■ **Text block**
Okay then.
Really!? Feeling excited nervousness like I'm up for a test! Ha!
Please answer the following questions, which serve as a basis from which to summarise and express your seeing.
1) Is there a separate entity "self", "me", "I", at all, anywhere, in any way, shape or form? Was there ever?
I am me is a mythical story that has been told, a fine collection of fantasy and legend which can be entertained
or seen through. No there is no separate entity, no separate self. Just consciousness at play in many Perceived roles and forms.
2) Explain in detail what the illusion of separate self is, when it starts and how it works from your own experience. Describe it fully as you see it now.
In my experience the myth of separate self starts as soon as we are born and given a name and a birthdate, time starts ticking and there are many things that cultured reality expects one to be due to years/aeons of conditioning. We learn of difference and responsibility. We start out just mirroring it seems and then believe that this is who we are..someone who smiles at this and cries at that and loves this and hates that and needs this and is different than that.. Lines of separation drawn on every level of being,, so much so that we get to believing that we suffer alone and that there is not enough for everyOne. Ugh. Sickness. The look in babies eyes has taught me a lot.
Having come from years of blinded sickness I've slowly been waking up to the truth of this reality. Now I see and feel in all ways that we are one, inextricably connected. There is no beginning and no end to any story, there is no separating ’yours' from 'mine.' These perceived bodies are ephemeral manifestations of consciousness, thoughts, senses collected into a density of vibration that thought then wants to claim as 'real/all it's own. I see how thought/ ego is divisive. I understand that it ( the illusion of separate self) needs to be for the play of the universe to go on. We all need to wear the costume and say the lines that our role is assigned but when we believe that that's what we are and that's all we are, separate from the rest of the cast (including the stage of the earth herself) the that's when suffering begins. Seeing is scary at first as it tears down the show that we are considering reality. It's always sad when the show ends.. All those precious visions and feelings gone to waste! I now see that the illusion of the separate self is just part of the fun of being alive - unless we actually believe in it. This self is just a conglomeration of senses lorded over by thought and it's construct-ive story making. Where ''my" vibrations begin and yours end is wholly indistinguishable.. We are just life flowing as it will.
3) How does it feel to see this? What is the difference from before you started this dialogue?

■ **Task**
Repeat, word for word, the stretch of the separate-self text from "Really!? Feeling excited" to "Was there ever?".

■ **Given entries**
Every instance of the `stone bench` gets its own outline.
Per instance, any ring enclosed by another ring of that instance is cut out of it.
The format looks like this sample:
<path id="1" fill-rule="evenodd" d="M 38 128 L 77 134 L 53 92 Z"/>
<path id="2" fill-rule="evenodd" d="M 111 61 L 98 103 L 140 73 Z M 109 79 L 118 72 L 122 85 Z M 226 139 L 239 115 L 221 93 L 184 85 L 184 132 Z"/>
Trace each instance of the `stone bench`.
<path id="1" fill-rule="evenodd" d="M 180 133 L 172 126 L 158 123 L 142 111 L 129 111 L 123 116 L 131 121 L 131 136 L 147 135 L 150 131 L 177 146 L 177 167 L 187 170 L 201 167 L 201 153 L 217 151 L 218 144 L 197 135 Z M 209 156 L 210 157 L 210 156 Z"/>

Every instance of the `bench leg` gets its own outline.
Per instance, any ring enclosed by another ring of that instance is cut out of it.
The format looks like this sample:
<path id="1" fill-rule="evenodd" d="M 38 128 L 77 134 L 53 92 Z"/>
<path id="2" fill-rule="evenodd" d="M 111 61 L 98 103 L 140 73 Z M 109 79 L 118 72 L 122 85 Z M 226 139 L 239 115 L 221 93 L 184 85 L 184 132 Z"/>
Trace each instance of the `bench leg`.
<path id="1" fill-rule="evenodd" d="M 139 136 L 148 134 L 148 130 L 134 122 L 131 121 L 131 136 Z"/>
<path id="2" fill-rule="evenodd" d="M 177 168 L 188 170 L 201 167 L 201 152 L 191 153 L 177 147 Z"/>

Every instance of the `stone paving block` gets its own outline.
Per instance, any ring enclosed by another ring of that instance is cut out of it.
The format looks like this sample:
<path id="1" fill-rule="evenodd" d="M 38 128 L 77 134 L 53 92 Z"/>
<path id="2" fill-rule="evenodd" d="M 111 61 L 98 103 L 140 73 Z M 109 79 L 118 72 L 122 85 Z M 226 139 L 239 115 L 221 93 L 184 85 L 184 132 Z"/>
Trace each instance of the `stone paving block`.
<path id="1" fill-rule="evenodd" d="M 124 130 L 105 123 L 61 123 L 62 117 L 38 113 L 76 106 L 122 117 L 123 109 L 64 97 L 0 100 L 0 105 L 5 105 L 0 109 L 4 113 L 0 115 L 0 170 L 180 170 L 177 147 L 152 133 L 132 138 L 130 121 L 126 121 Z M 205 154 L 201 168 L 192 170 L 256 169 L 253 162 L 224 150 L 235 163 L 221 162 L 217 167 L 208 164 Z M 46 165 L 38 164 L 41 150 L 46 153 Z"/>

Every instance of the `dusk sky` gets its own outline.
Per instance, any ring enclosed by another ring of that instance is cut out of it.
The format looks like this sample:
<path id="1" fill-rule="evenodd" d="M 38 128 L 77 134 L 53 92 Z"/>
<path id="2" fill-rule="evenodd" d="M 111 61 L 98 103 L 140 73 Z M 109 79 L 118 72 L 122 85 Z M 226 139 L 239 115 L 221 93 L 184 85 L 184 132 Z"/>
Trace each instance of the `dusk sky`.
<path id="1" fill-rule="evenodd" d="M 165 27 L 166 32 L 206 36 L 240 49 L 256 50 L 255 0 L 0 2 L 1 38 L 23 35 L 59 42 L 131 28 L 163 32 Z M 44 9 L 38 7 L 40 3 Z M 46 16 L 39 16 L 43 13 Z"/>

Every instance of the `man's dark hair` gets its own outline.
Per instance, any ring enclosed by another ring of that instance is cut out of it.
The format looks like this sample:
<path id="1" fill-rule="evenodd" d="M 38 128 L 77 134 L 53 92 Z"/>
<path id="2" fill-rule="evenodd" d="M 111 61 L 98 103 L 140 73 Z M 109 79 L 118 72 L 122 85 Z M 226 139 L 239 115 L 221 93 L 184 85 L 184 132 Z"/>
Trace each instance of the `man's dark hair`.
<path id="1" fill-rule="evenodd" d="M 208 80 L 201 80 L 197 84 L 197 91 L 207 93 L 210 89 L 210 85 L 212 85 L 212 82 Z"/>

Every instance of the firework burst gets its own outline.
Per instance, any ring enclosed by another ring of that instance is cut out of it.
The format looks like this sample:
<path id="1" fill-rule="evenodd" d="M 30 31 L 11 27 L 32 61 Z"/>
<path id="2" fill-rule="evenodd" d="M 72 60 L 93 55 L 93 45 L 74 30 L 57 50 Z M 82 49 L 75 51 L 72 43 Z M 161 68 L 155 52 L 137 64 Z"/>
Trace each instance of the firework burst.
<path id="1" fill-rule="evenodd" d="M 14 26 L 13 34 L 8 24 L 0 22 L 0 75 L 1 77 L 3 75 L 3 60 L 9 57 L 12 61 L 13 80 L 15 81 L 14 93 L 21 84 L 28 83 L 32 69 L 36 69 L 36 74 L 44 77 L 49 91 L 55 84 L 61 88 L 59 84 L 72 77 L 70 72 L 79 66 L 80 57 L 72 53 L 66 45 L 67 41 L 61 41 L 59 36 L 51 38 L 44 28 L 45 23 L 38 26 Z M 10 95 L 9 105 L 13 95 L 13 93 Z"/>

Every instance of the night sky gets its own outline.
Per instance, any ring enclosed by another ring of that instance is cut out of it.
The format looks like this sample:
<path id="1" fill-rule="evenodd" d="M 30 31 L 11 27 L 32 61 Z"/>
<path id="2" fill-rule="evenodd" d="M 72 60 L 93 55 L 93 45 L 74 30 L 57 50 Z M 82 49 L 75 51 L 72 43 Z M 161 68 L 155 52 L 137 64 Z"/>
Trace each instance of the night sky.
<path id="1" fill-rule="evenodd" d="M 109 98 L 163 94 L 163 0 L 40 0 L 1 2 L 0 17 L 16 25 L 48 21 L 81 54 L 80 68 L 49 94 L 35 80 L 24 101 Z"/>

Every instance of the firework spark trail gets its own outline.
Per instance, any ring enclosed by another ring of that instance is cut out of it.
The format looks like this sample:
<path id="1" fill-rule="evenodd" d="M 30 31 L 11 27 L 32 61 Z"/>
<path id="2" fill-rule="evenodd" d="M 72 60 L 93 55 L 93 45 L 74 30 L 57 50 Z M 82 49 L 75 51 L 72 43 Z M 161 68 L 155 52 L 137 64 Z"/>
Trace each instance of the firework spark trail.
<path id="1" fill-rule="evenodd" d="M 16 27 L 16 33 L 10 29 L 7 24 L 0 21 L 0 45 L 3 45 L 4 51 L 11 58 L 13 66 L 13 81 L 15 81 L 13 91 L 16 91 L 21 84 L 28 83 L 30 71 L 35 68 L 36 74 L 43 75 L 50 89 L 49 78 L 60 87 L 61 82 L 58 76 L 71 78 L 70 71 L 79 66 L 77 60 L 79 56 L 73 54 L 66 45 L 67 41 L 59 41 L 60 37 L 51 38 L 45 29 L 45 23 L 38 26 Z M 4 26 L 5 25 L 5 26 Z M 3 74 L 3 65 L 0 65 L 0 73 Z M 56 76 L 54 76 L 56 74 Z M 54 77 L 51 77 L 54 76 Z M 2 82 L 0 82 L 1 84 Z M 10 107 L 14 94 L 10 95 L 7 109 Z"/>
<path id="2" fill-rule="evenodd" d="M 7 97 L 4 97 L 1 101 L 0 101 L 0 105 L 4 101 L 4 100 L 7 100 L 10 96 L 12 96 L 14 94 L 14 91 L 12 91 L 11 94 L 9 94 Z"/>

■ **Solution to this problem**
Really!? Feeling excited nervousness like I'm up for a test! Ha!
Please answer the following questions, which serve as a basis from which to summarise and express your seeing.
1) Is there a separate entity "self", "me", "I", at all, anywhere, in any way, shape or form? Was there ever?